SUPPLIED PASSAGE Block Start
FINASTERIDE EFFICACY – WHY PROPECIA DOESN’T ALWAYS WORK?
Propecia does not always work for everyone with androgenetic alopecia. There may be several reasons for this.
Propecia is a type II 5 alpha reductase inhibitor. That means it blocks about 70% of the 5 alpha reductase activity in the body. Propecia has no effect on type I 5 alpha reductase, which accounts for about 30% of reductase enzyme activity in the body. So even when using Propecia there is always some conversion of dihydrotestosterone or DHT from testosterone. This limited DHT supply may be enough to maintain androgenetic alopecia in some people.
The efficacy of finasteride in this case is not guaranteed.
Efficacy of finasteride – Better if androgenetic alopecia has just started
It is well known that drugs such as Propecia are less effective in people who have had pattern baldness for many years. This is due to hair follicle destruction. In the early stage of pattern baldness hair follicles become miniaturized but still produce small vellus hairs. These hair follicles could still potentially be reactivated to produce full terminal hair again. However, after several years of miniaturization, hair follicles become so weak that they stop growing altogether. These follicles are entirely destroyed. Once destruction occurs it is impossible to stimulate these follicles back into growth no matter how powerful the drug.
There are probably different types of pattern baldness where one contributing factor important in promoting hair loss in one person is different from the factor promoting hair loss in another person. For example, DHT may be a big promoter of hair loss, but for another person it may have a lesser role. Or perhaps the activity of type I 5 alpha reductase is greater than type II activity in one person but the complete opposite could happen to another person.
SUPPLIED PASSAGE Block End
EXTRACTED ENTRIES Block Start
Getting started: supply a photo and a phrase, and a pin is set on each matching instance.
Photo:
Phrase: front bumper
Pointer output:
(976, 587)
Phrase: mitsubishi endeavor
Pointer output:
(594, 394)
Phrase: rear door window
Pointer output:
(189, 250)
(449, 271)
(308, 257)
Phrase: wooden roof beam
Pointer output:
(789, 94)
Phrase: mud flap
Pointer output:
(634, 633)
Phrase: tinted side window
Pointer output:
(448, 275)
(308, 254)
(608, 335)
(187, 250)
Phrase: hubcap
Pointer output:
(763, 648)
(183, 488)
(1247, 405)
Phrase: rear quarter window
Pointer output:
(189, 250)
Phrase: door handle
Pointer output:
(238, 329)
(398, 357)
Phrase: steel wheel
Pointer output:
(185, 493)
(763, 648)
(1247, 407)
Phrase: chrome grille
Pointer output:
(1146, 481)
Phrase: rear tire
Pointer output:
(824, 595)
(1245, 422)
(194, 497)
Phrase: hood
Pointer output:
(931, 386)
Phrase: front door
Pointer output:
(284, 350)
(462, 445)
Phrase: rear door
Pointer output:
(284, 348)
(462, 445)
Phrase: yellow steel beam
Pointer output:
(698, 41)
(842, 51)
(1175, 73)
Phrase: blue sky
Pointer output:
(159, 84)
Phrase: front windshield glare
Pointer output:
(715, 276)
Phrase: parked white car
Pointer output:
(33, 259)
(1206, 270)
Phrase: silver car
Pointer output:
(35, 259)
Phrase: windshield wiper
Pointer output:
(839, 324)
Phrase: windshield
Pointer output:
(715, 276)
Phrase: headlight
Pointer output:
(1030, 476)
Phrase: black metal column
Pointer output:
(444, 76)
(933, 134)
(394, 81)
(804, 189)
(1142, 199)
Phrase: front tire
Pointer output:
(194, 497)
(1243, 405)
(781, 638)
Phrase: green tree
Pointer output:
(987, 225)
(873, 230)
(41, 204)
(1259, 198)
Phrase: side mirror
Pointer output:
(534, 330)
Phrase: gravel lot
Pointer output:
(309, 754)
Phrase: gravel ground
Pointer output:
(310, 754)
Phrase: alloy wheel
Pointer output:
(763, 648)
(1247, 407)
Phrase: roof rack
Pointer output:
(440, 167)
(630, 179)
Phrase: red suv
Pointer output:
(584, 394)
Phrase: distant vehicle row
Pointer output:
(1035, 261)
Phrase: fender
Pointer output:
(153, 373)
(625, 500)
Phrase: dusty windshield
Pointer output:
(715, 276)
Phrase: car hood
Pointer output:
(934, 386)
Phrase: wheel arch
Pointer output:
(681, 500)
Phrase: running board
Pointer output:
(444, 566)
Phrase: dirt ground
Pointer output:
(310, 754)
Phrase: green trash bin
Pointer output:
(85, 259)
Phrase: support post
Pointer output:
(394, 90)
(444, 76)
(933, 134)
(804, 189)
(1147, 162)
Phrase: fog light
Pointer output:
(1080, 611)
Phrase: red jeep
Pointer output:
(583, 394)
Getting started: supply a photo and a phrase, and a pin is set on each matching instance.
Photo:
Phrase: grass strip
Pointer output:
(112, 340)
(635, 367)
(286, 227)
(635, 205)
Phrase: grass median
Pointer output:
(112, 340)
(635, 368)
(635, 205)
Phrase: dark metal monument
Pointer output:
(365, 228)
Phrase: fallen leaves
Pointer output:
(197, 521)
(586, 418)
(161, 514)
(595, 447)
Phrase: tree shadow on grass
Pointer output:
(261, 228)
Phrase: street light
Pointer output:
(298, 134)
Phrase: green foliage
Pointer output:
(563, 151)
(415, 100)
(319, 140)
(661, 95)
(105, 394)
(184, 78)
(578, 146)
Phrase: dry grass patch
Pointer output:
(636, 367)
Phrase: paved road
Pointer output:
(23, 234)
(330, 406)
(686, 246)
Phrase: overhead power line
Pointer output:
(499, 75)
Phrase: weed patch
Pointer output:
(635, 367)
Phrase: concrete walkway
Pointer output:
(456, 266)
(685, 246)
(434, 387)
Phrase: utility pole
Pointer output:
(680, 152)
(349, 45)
EXTRACTED ENTRIES Block End
> **EXERCISE 1**:
In the finasteride passage, roughly what share of the body's reductase enzyme activity comes from type I 5 alpha reductase?
> **EXERCISE 2**:
List every hormone and enzyme named in the finasteride passage.

> **WRITTEN REPLY 1**:
About 30%.

> **WRITTEN REPLY 2**:
Type II 5 alpha reductase, type I 5 alpha reductase, dihydrotestosterone (DHT), testosterone